Stated problem
Pull out each line of the material below that contains the word "person", and list those lines.
>> START Extracted records
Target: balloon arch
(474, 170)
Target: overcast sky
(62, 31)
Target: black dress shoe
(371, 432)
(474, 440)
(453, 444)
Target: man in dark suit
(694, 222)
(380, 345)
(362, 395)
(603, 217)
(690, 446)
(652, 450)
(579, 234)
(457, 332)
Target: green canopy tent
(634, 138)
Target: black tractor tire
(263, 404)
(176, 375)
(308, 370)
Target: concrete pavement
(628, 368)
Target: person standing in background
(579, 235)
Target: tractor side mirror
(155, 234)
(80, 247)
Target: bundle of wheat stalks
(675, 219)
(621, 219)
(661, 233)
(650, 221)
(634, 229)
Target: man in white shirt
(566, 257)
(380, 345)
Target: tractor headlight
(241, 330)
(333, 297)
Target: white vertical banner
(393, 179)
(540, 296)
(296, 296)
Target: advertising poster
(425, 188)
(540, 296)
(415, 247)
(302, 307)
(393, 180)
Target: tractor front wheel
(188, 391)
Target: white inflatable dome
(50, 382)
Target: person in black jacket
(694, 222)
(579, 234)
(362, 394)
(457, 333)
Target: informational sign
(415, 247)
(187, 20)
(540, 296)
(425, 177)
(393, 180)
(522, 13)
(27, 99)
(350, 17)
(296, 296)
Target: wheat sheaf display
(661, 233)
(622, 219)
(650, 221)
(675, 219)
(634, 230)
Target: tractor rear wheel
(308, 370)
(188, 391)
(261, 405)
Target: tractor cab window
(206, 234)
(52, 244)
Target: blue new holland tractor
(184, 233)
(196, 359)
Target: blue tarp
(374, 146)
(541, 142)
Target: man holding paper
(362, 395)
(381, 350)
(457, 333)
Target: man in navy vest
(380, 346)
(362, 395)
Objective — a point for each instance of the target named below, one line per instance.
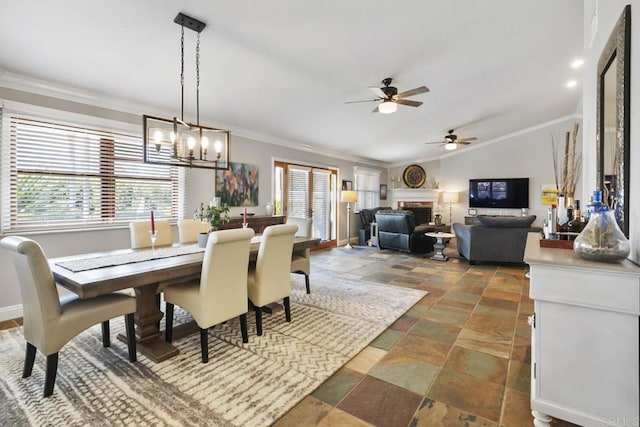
>> END Extracted records
Answer to this task
Target: person standing in background
Target: person in black jacket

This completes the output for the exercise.